[Referring expression data]

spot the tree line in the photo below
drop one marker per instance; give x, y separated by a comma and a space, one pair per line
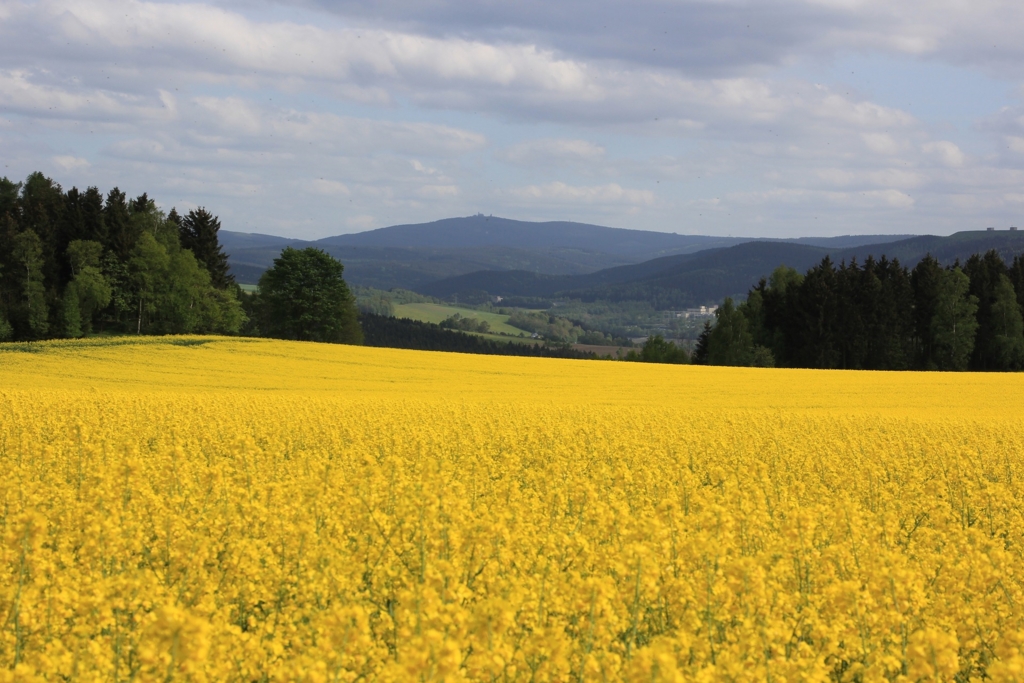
877, 315
76, 262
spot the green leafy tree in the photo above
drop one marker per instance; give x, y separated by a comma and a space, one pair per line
70, 315
699, 356
1008, 326
657, 349
304, 297
954, 325
6, 332
28, 252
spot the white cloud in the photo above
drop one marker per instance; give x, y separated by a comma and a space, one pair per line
1016, 143
562, 193
553, 152
436, 191
330, 187
947, 152
634, 114
883, 143
70, 163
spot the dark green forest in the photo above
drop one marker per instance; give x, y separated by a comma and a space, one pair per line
877, 315
74, 263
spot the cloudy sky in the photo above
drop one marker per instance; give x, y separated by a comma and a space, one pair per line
778, 118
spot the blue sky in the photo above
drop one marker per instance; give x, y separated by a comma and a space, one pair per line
775, 118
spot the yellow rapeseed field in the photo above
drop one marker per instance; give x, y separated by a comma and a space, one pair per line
203, 509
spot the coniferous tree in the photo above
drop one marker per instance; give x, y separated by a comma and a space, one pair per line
1016, 274
813, 329
88, 285
1008, 327
925, 280
42, 208
198, 232
28, 252
92, 216
729, 342
954, 325
121, 233
984, 273
699, 356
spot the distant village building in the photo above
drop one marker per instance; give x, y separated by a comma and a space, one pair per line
702, 311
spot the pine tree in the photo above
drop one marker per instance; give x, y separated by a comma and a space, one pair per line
29, 254
198, 231
1008, 327
925, 281
954, 325
699, 356
121, 235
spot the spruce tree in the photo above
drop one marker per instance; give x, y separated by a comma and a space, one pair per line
198, 231
955, 324
1008, 327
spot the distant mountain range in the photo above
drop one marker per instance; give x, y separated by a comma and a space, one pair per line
709, 276
416, 256
479, 255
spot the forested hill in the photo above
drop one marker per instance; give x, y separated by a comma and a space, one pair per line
709, 276
73, 262
415, 256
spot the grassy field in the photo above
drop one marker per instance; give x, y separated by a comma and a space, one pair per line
226, 509
435, 312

## Directions for this task
Copy all the records word for word and keep the pictures out.

## Reply to the task
spot the tree line in the photo below
drop one marker per instance; give x, y separated by a comma and a space, one pair per line
877, 315
76, 262
spot the green leafy tree in the photo above
drop one marker per instance; give x, y separated by a comma and a space, one pair per line
70, 315
699, 356
1008, 326
657, 349
304, 297
954, 325
6, 332
28, 252
spot the white cloud in the photo above
drop one marker per instance; give x, y separated by a comma and a space, one pair per line
1016, 143
562, 193
553, 152
436, 191
330, 187
947, 152
634, 114
883, 143
70, 163
spot the dark green forest in the photo above
drop one marker per instance; give x, y separated by a comma and a space, one pair per line
877, 315
74, 263
spot the cloudy sky in the photo above
drop one marker per instance; give x, y separated by a comma and a space, one pair per line
778, 118
spot the blue sky in the photo above
drop one marker per instance; give x, y separated by a comma and a space, one pair per line
775, 118
spot the yellow rapeseed field in the photo above
drop one marker per instance; give x, y separated by a comma and a space, one pair per line
203, 509
spot the coniferous tree in the photo above
drop one marker per instance; give x, y separated by a comma and a space, one pair per line
1016, 274
813, 329
88, 285
1008, 327
925, 280
42, 208
198, 232
28, 252
92, 216
729, 342
954, 325
121, 233
984, 273
699, 356
spot the distant village building in the photo above
drop one marker per instance; give x, y separated by a comma and a space, one pair per line
702, 311
spot the pine tree in the photo above
drop one marker per instance; give x, y separated by a comma and a space, one pair per line
29, 254
198, 231
1008, 327
925, 281
954, 325
699, 356
121, 235
spot the spruce tree in the photo above
drop one marker per instance; give x, y separated by a comma and a space, one pair per line
198, 231
955, 324
1008, 327
spot the distant mountain range in the photo above
drop one marker per instance; give x, y separated by a comma and a space, one pair per line
709, 276
416, 256
479, 255
spot the forested hill in the photo above
drop one marker per instance; give x, y separated by a comma and a space, one pair per line
709, 276
73, 262
415, 256
spot the grassy field in the photo above
drop one marker per instance; give x, y separated by a comma and a space, one pair per line
226, 509
435, 312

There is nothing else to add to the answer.